What the task asks >> From the line with "of the wall-mounted" through the final line, please write out the listing exactly, including both of those lines.

Task input >>
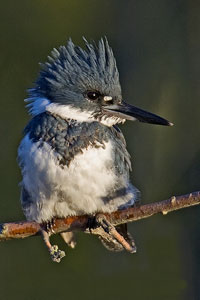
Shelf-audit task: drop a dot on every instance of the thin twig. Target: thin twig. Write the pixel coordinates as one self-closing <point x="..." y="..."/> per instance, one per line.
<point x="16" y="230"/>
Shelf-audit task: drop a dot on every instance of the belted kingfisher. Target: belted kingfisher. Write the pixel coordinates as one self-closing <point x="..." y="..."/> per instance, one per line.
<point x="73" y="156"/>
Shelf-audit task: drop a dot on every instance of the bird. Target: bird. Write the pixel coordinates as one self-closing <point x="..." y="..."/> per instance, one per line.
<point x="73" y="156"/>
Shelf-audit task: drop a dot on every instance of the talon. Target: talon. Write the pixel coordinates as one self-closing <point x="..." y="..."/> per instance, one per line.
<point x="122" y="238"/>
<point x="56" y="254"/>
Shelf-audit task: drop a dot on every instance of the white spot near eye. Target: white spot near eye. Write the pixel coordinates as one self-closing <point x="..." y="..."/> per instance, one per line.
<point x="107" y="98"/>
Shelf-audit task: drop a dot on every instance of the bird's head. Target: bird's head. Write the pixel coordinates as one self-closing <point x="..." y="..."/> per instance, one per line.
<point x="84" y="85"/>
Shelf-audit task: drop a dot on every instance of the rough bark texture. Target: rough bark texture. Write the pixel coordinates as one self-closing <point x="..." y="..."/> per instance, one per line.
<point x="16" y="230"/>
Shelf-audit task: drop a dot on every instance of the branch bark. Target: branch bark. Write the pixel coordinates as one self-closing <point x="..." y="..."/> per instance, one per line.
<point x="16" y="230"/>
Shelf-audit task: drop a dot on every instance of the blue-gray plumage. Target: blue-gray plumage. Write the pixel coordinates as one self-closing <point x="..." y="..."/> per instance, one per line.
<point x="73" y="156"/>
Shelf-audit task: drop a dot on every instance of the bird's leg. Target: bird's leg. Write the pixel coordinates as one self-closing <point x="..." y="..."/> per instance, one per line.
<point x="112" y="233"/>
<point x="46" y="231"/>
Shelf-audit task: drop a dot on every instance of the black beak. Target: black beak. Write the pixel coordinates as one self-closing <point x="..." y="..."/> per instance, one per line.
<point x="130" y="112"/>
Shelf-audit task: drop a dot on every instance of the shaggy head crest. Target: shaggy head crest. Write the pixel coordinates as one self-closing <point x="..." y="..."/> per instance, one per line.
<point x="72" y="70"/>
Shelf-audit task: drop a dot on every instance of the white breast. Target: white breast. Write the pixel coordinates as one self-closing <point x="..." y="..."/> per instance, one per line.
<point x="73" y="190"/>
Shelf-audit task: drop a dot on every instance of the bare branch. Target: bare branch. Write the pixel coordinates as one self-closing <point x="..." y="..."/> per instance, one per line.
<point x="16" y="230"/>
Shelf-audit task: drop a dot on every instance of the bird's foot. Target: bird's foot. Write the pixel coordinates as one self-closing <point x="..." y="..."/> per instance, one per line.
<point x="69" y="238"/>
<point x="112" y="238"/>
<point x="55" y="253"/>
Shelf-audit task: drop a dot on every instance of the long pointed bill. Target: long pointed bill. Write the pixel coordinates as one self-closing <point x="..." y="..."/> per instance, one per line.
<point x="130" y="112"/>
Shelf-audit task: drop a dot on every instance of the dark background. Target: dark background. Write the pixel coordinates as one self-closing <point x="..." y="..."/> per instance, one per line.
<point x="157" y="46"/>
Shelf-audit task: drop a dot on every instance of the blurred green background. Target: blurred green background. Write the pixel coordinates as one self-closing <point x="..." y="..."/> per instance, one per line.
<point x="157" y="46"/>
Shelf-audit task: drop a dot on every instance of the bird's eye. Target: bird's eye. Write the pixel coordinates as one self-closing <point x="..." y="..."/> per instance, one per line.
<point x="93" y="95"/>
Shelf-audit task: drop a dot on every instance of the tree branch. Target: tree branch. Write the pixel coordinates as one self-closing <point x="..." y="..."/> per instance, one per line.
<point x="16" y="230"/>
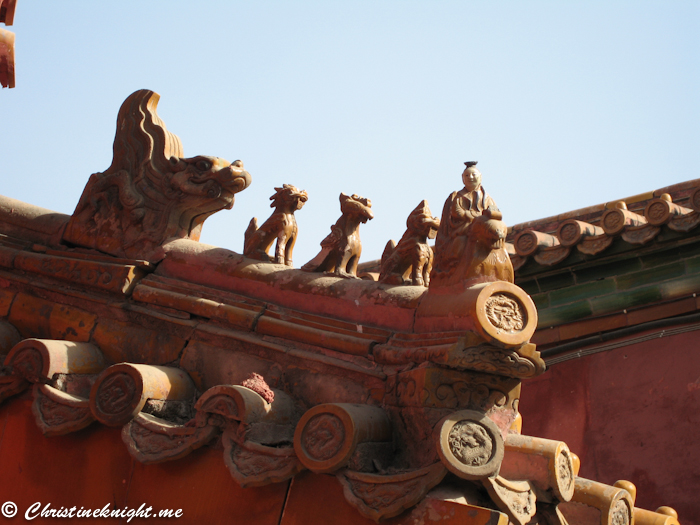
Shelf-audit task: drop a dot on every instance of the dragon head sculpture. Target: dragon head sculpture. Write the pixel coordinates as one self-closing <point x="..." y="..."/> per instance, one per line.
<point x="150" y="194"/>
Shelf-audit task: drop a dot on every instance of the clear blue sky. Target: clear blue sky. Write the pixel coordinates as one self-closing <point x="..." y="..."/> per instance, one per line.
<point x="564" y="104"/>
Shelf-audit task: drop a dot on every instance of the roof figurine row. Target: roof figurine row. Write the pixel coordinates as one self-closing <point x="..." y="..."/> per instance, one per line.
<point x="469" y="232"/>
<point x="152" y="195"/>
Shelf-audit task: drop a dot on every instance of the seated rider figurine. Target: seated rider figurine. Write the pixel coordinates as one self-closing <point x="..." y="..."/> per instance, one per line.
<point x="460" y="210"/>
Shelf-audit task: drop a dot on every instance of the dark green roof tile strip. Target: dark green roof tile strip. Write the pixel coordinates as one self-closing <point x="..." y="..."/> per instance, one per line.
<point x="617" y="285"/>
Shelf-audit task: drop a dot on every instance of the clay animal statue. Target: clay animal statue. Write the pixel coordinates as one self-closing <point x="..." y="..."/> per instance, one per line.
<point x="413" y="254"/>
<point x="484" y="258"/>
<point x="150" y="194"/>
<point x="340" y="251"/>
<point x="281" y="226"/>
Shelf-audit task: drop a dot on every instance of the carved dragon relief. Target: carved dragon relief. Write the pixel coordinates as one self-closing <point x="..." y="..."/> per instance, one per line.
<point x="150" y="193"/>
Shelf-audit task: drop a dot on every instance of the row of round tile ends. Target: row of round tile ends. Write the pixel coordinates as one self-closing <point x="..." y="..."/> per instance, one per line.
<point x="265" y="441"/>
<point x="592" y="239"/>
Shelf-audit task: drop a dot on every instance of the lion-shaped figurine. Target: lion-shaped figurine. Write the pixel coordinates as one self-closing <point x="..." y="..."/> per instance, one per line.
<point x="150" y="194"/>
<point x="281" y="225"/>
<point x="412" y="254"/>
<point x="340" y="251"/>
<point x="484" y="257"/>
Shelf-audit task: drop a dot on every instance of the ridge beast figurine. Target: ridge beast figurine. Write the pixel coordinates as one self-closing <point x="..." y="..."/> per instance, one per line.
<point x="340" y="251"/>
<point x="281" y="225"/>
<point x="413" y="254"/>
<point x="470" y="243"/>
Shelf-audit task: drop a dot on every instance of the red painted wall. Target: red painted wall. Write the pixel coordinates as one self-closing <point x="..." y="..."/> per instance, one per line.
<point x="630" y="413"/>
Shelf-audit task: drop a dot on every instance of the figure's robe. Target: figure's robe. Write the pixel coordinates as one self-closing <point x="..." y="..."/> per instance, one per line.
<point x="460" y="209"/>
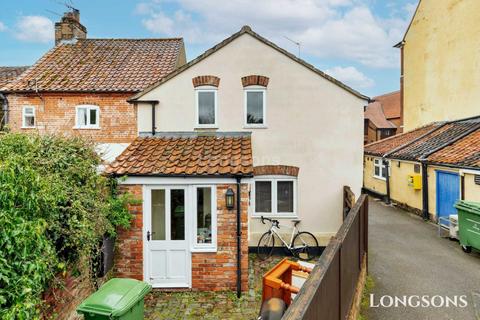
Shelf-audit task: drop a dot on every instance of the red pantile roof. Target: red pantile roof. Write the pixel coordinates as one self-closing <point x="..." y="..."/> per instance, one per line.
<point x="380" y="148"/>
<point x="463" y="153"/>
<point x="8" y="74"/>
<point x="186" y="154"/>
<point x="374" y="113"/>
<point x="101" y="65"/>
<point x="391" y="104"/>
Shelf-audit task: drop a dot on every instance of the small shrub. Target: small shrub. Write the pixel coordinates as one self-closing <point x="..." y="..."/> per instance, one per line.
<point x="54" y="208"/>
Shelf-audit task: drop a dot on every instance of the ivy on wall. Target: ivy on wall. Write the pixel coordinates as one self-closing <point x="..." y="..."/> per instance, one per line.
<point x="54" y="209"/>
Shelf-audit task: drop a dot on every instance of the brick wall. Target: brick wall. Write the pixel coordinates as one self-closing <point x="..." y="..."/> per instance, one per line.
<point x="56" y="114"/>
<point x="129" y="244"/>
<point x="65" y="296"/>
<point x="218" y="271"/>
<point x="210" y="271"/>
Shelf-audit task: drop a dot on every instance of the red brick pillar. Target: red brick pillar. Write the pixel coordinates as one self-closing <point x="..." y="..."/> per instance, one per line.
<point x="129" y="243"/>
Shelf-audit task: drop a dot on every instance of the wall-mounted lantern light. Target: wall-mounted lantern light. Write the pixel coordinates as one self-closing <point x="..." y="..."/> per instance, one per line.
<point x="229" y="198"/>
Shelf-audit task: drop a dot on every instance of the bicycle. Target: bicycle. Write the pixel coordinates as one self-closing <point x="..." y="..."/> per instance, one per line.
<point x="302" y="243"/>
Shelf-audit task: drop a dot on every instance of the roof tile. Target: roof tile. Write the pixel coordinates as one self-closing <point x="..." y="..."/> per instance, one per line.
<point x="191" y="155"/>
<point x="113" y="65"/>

Finished exercise >>
Shelf-audit task: drop a dot on every instance of the wall-mounted lantern light. Target: wall-mounted lantern light. Write the pixel coordinates as one self-closing <point x="..." y="..."/> per instance, one per line.
<point x="229" y="198"/>
Shelf-audit task: drop a dot on every instance of the bicycle. Target: bicycle. Write the pixel coordinates as one self-closing <point x="..." y="..."/> per instance, one per line.
<point x="302" y="243"/>
Shelf-audit task: drop a dot on every instance of the roof tile. Target: roof tile. Write the pixel coordinates as one self-closing <point x="..." y="..."/> per instance, one per line.
<point x="191" y="155"/>
<point x="113" y="65"/>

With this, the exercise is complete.